→ TEXT UNDER STUDY
Why was the Frankenwallet developed?

(in words of original author)

Literally, COSD could not secure its stake pool pledge without the Frankenwallet.

I began documenting this standard in the first 4 epochs of the Cardano Shelley era, while creating the stake pool amidst very real fears about placing my entire life savings into a bare Cardano address without being able to know if the system I was working on was compromised.

We’d been “locked down” in a country without commonly available spare computers, so I came up with the idea of generating the stake pool keys on a persistent instance of Ubuntu Linux on a USB connected drive.  I realised a modified Linux installation procedure would allow any stake pool operator (SPO) or demanding user to create a “cold environment” without needing the hardware of a second machine.

→ EXTRACTED RECORDS
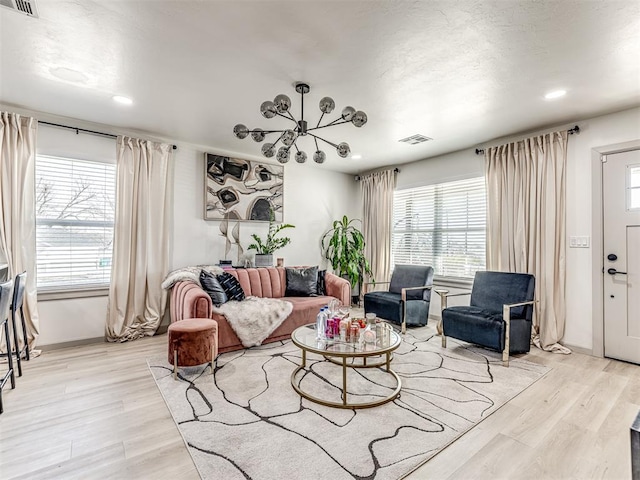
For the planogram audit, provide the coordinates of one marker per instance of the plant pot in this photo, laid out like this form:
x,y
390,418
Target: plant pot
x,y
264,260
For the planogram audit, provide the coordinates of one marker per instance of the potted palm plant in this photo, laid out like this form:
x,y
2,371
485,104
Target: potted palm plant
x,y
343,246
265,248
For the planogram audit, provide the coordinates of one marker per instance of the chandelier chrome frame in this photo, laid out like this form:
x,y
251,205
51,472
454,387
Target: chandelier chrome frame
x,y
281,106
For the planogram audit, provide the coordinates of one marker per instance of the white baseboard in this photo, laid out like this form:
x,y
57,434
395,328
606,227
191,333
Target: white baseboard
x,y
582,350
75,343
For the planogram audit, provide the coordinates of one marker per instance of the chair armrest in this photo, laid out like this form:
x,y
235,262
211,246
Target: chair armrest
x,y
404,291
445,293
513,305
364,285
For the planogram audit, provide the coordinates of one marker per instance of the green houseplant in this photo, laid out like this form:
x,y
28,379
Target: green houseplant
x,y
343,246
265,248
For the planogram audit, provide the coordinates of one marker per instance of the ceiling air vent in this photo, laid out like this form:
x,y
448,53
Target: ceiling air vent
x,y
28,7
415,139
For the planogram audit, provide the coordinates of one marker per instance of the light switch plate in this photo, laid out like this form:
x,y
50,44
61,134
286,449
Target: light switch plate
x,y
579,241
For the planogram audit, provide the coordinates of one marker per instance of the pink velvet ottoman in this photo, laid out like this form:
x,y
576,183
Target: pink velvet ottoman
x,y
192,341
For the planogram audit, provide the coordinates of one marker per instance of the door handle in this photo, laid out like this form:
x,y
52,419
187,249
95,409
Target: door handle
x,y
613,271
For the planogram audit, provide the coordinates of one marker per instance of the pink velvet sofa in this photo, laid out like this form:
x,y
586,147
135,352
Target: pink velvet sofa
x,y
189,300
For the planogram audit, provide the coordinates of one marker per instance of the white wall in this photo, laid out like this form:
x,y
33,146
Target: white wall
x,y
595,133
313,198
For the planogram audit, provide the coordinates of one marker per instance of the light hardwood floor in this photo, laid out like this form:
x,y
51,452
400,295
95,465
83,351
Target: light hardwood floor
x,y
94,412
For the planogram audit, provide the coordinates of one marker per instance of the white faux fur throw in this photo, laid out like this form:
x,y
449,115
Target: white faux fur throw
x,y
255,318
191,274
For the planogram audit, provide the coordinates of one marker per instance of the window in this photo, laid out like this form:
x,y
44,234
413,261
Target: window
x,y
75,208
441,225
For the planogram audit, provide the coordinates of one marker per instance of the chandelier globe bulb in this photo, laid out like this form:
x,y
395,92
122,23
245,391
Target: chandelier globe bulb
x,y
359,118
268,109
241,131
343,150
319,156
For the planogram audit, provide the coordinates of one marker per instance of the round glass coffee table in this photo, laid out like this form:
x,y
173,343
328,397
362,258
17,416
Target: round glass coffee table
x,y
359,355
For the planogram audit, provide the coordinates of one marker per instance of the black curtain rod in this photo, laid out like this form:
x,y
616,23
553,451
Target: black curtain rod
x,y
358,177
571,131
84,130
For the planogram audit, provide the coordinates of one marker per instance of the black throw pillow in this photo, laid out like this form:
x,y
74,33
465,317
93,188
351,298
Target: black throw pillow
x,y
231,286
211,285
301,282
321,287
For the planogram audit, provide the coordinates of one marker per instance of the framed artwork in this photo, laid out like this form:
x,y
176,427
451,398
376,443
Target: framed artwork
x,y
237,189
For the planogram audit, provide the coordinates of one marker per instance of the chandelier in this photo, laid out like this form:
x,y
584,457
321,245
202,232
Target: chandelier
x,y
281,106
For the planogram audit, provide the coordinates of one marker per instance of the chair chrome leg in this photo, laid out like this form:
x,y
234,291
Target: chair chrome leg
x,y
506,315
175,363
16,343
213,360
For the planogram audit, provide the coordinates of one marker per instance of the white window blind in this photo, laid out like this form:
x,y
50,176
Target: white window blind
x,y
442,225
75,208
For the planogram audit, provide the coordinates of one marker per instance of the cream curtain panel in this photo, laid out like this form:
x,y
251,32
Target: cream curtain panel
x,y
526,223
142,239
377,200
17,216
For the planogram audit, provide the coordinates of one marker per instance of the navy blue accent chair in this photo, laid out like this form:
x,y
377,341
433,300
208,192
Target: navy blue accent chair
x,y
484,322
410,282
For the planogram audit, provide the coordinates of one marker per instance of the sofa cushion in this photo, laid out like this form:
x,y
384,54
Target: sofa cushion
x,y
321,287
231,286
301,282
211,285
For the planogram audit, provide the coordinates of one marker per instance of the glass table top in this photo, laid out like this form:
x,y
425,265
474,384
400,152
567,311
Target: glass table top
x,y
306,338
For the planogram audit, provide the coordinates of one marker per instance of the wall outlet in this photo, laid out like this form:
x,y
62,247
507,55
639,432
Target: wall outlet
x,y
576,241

→ TASK DESCRIPTION
Please list every abbreviation written in capital letters in the text above on why the Frankenwallet was developed.

→ ANSWER BELOW
COSD
USB
SPO